Records from a point labeling set.
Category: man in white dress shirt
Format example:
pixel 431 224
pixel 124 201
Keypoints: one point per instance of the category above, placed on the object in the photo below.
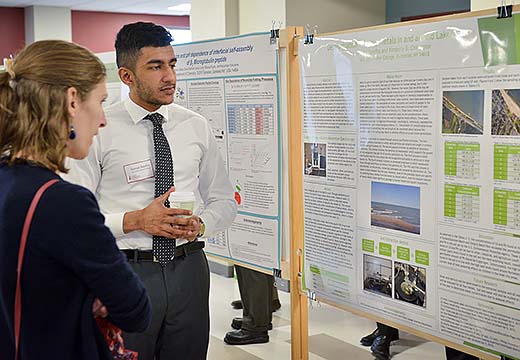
pixel 121 171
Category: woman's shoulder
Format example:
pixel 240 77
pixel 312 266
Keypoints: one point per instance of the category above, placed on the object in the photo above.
pixel 69 195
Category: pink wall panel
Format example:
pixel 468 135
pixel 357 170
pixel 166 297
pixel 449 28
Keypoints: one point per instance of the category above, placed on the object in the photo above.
pixel 12 31
pixel 97 30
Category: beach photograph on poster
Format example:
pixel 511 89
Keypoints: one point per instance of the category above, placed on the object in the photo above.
pixel 377 275
pixel 463 112
pixel 315 159
pixel 396 207
pixel 410 283
pixel 505 112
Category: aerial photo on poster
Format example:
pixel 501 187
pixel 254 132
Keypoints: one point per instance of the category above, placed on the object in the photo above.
pixel 463 112
pixel 505 112
pixel 396 207
pixel 377 275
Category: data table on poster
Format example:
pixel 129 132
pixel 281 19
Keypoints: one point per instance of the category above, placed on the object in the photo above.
pixel 251 119
pixel 462 202
pixel 506 165
pixel 462 160
pixel 506 208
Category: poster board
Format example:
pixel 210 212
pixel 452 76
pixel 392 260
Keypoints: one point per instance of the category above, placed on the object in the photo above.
pixel 234 83
pixel 409 160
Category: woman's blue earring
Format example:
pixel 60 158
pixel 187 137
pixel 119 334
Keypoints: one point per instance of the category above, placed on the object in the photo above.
pixel 72 133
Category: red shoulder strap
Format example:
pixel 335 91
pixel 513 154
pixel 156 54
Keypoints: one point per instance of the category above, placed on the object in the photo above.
pixel 21 251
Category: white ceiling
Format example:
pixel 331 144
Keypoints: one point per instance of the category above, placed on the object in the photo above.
pixel 159 7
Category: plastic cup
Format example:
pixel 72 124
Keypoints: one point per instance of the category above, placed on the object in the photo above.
pixel 182 200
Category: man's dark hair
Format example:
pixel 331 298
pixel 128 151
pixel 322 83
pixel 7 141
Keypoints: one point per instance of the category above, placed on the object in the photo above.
pixel 133 37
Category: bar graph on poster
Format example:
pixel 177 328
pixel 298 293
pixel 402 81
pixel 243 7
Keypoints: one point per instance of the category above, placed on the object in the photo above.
pixel 233 82
pixel 411 176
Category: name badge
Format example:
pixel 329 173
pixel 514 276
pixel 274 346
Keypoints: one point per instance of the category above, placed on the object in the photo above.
pixel 138 171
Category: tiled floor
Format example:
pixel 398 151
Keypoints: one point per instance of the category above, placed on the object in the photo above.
pixel 333 334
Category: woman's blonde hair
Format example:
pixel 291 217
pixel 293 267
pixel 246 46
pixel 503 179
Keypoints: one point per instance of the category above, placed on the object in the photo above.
pixel 34 117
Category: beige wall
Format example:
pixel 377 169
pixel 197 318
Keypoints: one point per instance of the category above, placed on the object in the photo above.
pixel 335 15
pixel 485 4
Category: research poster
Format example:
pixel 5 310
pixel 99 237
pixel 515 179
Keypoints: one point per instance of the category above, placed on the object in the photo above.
pixel 233 82
pixel 411 153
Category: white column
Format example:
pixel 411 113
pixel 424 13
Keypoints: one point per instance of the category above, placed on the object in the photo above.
pixel 46 23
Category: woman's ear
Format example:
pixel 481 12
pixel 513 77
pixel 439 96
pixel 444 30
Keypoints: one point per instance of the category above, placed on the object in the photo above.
pixel 126 75
pixel 72 101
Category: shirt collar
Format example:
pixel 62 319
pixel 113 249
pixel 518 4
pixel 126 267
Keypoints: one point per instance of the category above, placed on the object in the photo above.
pixel 137 113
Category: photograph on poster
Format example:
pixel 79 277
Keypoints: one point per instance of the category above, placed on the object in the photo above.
pixel 463 112
pixel 315 159
pixel 377 275
pixel 505 112
pixel 396 207
pixel 410 284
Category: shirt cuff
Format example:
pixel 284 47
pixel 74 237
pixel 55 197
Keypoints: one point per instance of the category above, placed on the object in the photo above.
pixel 115 223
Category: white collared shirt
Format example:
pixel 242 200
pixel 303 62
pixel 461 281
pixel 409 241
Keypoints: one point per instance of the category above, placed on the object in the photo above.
pixel 119 169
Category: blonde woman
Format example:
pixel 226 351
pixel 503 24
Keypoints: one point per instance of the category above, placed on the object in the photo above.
pixel 51 107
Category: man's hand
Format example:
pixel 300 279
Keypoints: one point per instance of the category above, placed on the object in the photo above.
pixel 98 309
pixel 157 219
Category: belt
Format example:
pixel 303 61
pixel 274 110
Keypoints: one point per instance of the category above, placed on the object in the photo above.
pixel 146 255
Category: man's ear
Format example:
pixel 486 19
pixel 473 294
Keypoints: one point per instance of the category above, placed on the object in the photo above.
pixel 72 101
pixel 126 75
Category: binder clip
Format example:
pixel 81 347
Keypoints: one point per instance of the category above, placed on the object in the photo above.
pixel 504 11
pixel 309 37
pixel 275 33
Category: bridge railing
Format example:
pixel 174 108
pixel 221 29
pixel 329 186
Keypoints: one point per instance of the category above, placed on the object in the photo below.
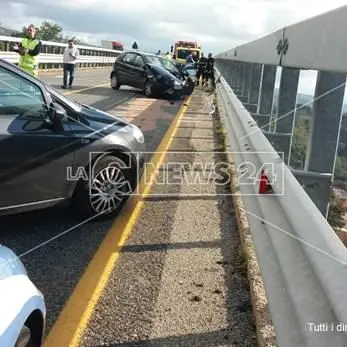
pixel 302 260
pixel 51 56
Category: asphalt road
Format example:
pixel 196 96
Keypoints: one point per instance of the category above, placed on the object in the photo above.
pixel 53 244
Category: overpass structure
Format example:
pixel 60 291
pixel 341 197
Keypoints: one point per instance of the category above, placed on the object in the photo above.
pixel 302 260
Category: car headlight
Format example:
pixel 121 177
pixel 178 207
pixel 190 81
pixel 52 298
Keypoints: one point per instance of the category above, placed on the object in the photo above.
pixel 138 134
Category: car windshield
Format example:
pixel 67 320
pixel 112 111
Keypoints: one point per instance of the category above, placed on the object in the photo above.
pixel 183 53
pixel 72 104
pixel 191 71
pixel 168 65
pixel 153 59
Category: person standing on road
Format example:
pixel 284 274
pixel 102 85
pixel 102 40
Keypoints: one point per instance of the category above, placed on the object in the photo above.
pixel 71 55
pixel 210 70
pixel 29 50
pixel 201 71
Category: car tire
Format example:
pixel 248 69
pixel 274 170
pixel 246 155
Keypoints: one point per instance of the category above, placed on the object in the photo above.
pixel 24 338
pixel 114 82
pixel 106 191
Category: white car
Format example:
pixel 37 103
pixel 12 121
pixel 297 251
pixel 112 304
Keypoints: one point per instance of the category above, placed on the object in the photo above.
pixel 23 309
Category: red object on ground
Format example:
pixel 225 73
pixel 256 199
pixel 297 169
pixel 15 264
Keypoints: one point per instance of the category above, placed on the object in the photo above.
pixel 264 186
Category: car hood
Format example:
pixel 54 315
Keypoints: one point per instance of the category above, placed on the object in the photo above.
pixel 163 72
pixel 100 121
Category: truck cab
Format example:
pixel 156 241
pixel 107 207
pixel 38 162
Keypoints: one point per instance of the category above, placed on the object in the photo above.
pixel 181 49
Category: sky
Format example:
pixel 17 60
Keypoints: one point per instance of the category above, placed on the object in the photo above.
pixel 217 25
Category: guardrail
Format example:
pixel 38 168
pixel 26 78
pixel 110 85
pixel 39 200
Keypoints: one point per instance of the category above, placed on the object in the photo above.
pixel 51 56
pixel 302 260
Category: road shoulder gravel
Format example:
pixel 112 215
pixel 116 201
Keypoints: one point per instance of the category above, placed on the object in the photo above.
pixel 181 279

Aim of the exercise.
Rewrite all the records, replacing each "Format example" with "Sample output" and keeping everything else the same. Omit the pictures.

Solution to the problem.
Category: man in white dress shirt
Sample output:
pixel 431 224
pixel 124 201
Keypoints: one point per instance of the category above, placed on the object in the photo below.
pixel 121 171
Category: woman's shoulder
Sample output:
pixel 240 77
pixel 312 266
Keypoints: one point per instance of the category above, placed on the object in the photo above.
pixel 69 195
Category: pink wall panel
Sample output:
pixel 468 135
pixel 357 170
pixel 166 297
pixel 449 28
Keypoints: one point per instance of the category above, placed on the object in the photo above.
pixel 12 31
pixel 97 30
Category: beach photograph on poster
Sample output:
pixel 511 89
Keypoints: one point per instance of the category above, placed on the object in the photo above.
pixel 377 275
pixel 463 112
pixel 315 159
pixel 396 207
pixel 410 283
pixel 505 112
Category: aerial photo on poster
Sample output:
pixel 501 187
pixel 254 132
Keypoints: one point per instance of the category above, placed on the object in the photo above.
pixel 463 112
pixel 505 112
pixel 396 207
pixel 377 275
Category: data table on poster
Sample output:
pixel 129 132
pixel 281 19
Keypoints: one point per instance of the category above, placed on the object in the photo above.
pixel 251 119
pixel 462 202
pixel 506 165
pixel 462 160
pixel 506 208
Category: poster board
Sample output:
pixel 210 212
pixel 452 76
pixel 392 260
Keypoints: one point per instance of the category above, placed on the object in the photo above.
pixel 234 83
pixel 409 160
Category: woman's blue earring
Sample output:
pixel 60 158
pixel 187 137
pixel 119 334
Keypoints: one point per instance of the category above, placed on the object in the photo above.
pixel 72 133
Category: red shoulder strap
Sample output:
pixel 335 91
pixel 513 154
pixel 156 54
Keypoints: one point per instance of the category above, placed on the object in the photo above.
pixel 21 251
Category: white ceiling
Sample output:
pixel 331 144
Keypoints: one point per instance of the category above, placed on the object in the photo above.
pixel 159 7
Category: plastic cup
Sample output:
pixel 72 124
Keypoints: one point per instance of the category above, placed on the object in the photo above.
pixel 182 200
Category: man's dark hair
Sample output:
pixel 331 298
pixel 128 151
pixel 322 83
pixel 7 141
Keypoints: one point per instance of the category above, placed on the object in the photo above.
pixel 133 37
Category: bar graph on poster
Sample output:
pixel 177 328
pixel 298 293
pixel 402 81
pixel 243 7
Keypoints: one point per instance of the category above, placed on the object in the photo above.
pixel 233 82
pixel 411 176
Category: name badge
Sample output:
pixel 329 173
pixel 514 276
pixel 274 346
Keypoints: one point per instance of the category above, placed on the object in the photo above.
pixel 138 171
Category: tiled floor
Sample output:
pixel 398 151
Keypoints: one point per instance of the category above, placed on the object in the photo above.
pixel 333 334
Category: woman's blonde hair
Sample output:
pixel 291 217
pixel 293 267
pixel 246 46
pixel 503 179
Keypoints: one point per instance of the category above, placed on the object in the photo above.
pixel 34 117
Category: beige wall
Sample output:
pixel 377 169
pixel 197 318
Keypoints: one point per instance of the category above, placed on the object in the photo above.
pixel 335 15
pixel 485 4
Category: research poster
Sample output:
pixel 5 310
pixel 99 237
pixel 515 179
Keypoints: one point per instance of the category above, placed on the object in the photo above.
pixel 233 82
pixel 411 153
Category: white column
Sample output:
pixel 411 113
pixel 424 13
Keypoints: one point per instance of the category above, placed on the object in the photo above.
pixel 46 23
Category: woman's ear
Sample output:
pixel 481 12
pixel 513 77
pixel 439 96
pixel 444 30
Keypoints: one point per instance of the category above, placed on the object in the photo above.
pixel 126 75
pixel 72 101
Category: shirt collar
Sample output:
pixel 62 319
pixel 113 249
pixel 518 4
pixel 126 267
Keypoints: one point per instance of the category above, placed on the object in the photo above.
pixel 137 113
Category: photograph on poster
Sample output:
pixel 79 277
Keypoints: one point per instance of the category above, placed on the object in the photo above.
pixel 463 112
pixel 315 159
pixel 377 275
pixel 505 112
pixel 396 207
pixel 410 284
Category: shirt cuff
Sample output:
pixel 284 47
pixel 74 237
pixel 55 197
Keypoints: one point per instance of the category above, placed on the object in the photo above.
pixel 115 223
Category: white collared shirt
Sample output:
pixel 242 200
pixel 303 62
pixel 461 281
pixel 409 241
Keypoints: one point per instance of the category above, placed on the object in the photo above.
pixel 119 169
Category: blonde woman
Sample output:
pixel 226 351
pixel 503 24
Keypoints: one point per instance of the category above, placed on the object in the photo above.
pixel 51 107
Category: man's hand
Sample output:
pixel 300 279
Keypoints: one point per instance of the category above, placed on the object in the photo above.
pixel 98 309
pixel 157 219
Category: belt
Sample output:
pixel 303 61
pixel 274 110
Keypoints: one point per instance of the category above, placed on the object in the photo above.
pixel 146 255
Category: man's ear
Sample output:
pixel 486 19
pixel 473 294
Keypoints: one point per instance of the category above, placed on the object in the photo above.
pixel 72 101
pixel 126 75
Category: binder clip
Sample output:
pixel 81 347
Keypoints: one point per instance of the category above, placed on the object in the photo above.
pixel 504 11
pixel 309 37
pixel 275 33
Category: bridge railing
Sample output:
pixel 174 108
pixel 221 29
pixel 329 186
Keypoints: one point per instance of the category above, placed on the object in the photo below.
pixel 302 260
pixel 51 56
Category: asphalt road
Sample output:
pixel 196 96
Keypoints: one point per instance of the category above, placed on the object in the photo above.
pixel 53 244
Category: overpass structure
Sample output:
pixel 60 291
pixel 341 197
Keypoints: one point per instance of the category above, placed on the object in the photo above.
pixel 302 260
Category: car headlight
Sample output:
pixel 121 177
pixel 178 207
pixel 190 81
pixel 52 298
Keypoints: one point per instance of the category above, placed on the object in the photo above.
pixel 138 134
Category: car windshield
Sample output:
pixel 67 320
pixel 112 111
Keypoints: one point per instance of the category above, placed on the object in the photo above.
pixel 183 53
pixel 72 104
pixel 191 71
pixel 168 65
pixel 153 59
Category: person standing on road
Sample output:
pixel 284 274
pixel 102 85
pixel 102 40
Keypoints: one point per instance of the category above, placed on the object in the photo above.
pixel 71 55
pixel 210 70
pixel 29 50
pixel 201 71
Category: car tire
Sample output:
pixel 248 69
pixel 274 170
pixel 246 155
Keypoints: one point per instance of the category above, placed on the object in the photo above.
pixel 24 338
pixel 114 82
pixel 106 191
Category: white car
Sample output:
pixel 37 103
pixel 12 121
pixel 297 251
pixel 112 304
Keypoints: one point per instance of the category above, placed on the object in the photo above.
pixel 23 309
Category: red object on ground
Sample output:
pixel 225 73
pixel 256 199
pixel 297 169
pixel 15 264
Keypoints: one point per instance of the category above, placed on the object in the photo above.
pixel 264 186
Category: car hood
Sample output:
pixel 54 315
Keypoints: one point per instance of the category above, placed on the object in the photo above.
pixel 163 72
pixel 100 121
Category: truck cab
Sample output:
pixel 156 241
pixel 107 207
pixel 38 162
Keypoints: one point per instance of the category above, placed on the object in the photo above.
pixel 181 49
Category: sky
Sample output:
pixel 17 60
Keypoints: one point per instance of the category above, placed on the object in the photo above.
pixel 217 25
Category: guardrail
Sample output:
pixel 38 168
pixel 26 78
pixel 110 85
pixel 39 200
Keypoints: one point per instance of the category above, placed on the object in the photo above.
pixel 51 56
pixel 302 260
Category: road shoulder gravel
Sample output:
pixel 112 215
pixel 116 201
Keypoints: one point per instance of the category above, placed on the object in the photo above.
pixel 181 279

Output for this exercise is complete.